** begin **
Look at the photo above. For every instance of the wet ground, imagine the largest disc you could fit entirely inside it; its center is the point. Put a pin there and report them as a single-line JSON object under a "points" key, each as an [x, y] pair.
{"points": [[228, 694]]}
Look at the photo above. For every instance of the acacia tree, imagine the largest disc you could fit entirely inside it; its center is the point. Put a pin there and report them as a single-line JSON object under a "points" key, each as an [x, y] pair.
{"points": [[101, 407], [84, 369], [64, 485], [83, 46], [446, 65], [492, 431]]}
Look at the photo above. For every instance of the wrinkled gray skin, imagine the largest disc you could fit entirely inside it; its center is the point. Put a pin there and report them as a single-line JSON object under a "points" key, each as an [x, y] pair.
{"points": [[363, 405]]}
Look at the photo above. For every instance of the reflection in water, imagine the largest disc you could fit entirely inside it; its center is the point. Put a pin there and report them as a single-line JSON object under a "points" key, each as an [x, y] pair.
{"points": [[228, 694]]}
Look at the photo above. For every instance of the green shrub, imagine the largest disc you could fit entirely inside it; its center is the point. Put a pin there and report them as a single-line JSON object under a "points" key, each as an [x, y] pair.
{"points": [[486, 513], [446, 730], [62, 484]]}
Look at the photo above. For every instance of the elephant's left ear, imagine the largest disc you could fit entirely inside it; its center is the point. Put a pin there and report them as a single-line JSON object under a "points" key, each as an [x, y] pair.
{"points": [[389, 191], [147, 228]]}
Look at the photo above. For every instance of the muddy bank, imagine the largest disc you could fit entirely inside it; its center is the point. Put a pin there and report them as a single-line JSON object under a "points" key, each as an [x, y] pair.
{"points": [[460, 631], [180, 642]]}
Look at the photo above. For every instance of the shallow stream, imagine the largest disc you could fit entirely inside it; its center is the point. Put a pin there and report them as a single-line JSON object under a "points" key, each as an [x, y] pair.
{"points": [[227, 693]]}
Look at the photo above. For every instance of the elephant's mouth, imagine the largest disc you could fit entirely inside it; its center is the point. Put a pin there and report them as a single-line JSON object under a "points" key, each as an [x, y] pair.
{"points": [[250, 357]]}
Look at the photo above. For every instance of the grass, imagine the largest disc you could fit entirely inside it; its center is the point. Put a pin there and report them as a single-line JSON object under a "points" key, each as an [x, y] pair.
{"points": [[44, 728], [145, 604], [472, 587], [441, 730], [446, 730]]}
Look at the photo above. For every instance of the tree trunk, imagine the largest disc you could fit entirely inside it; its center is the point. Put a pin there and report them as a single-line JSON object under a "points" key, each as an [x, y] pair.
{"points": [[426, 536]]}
** end **
### Problem to solve
Return the entries in full, keeping every line exactly as it is.

### Completed task
Look at the photo above. For every instance of the wet ground, imagine the largest disc you could fit entirely inside it; its center is the point. Put a pin there and report them as a single-line JSON object under a "points" key, each as an [x, y] pair.
{"points": [[228, 694]]}
Look at the photo above. For every instance of the acacia tree, imagine the largest disc you could fit entirely inside it; its center is the point. Put a pin there and report them as a single-line JSON object under a "points" key, each as an [x, y] pair.
{"points": [[101, 407], [84, 369], [64, 485], [83, 46], [446, 65], [492, 431]]}
Look at the photo above. For every instance of the wrinkled gray skin, imagine the largest disc you could fit entirely inside it; its center is the point. Put a pin there and report them as a single-line JSON object under a "points" key, each as an [x, y] pair.
{"points": [[363, 405]]}
Look at the photo above. For every instance of the reflection in water, imagine the largest disc you could fit entirely inside it; its center is the point. Put a pin there and report them as a single-line JSON object under a "points" key, each as an [x, y] pair.
{"points": [[228, 694]]}
Look at the photo above. For every instance of the green shrub, imagine the largest disc you could fit entirely inside it; its center is the point. Put a pin there and report them as a single-line JSON object under a "points" key, each as an [x, y] pair.
{"points": [[486, 513], [446, 730], [62, 484]]}
Look at the photo above. For every instance of the elephant's left ear, imagine the largest disc you could fit entirely inside it; its center is the point. Put a pin there and report them as a single-line JSON object under a "points" key, each as an [x, y] pair.
{"points": [[389, 191], [147, 228]]}
Look at the photo above. For every instance of the muddy bank, imagine the largest disc you could fit entirely inside it; its center is the point. Put a pin there and report them as a single-line JSON object under a "points" key, each as an [x, y] pair.
{"points": [[460, 631], [180, 642]]}
Look at the photo above. For every instance of the shallow stream, imagine the largest disc you could fit entirely inside it; its center is the point. Put a pin there and report them as a single-line JSON object under a "points" key, each as an [x, y] pair.
{"points": [[227, 693]]}
Look at the photo above. For every instance of the elephant's mouth, imagine the largest disc you could fit entirely inside it; its center is the point. Put a pin there and report them as a single-line JSON object under a "points" key, each as an [x, y] pair.
{"points": [[250, 357]]}
Look at the photo above. For every instance of the grass, imagine the largest disc you could fit entirely inside it; its center is the point. Put a pin there and report them as a single-line JSON object under a "points" key, each as an [x, y] pair.
{"points": [[44, 728], [145, 604], [472, 587], [441, 730], [446, 730]]}
Look at the photo above. For every instance of the tree trunk, imagine the largest disc you could fit entirely inside it; its center is the point. Put a pin there and report them as a single-line JSON object under a "points" key, each as an [x, y] pair.
{"points": [[426, 536]]}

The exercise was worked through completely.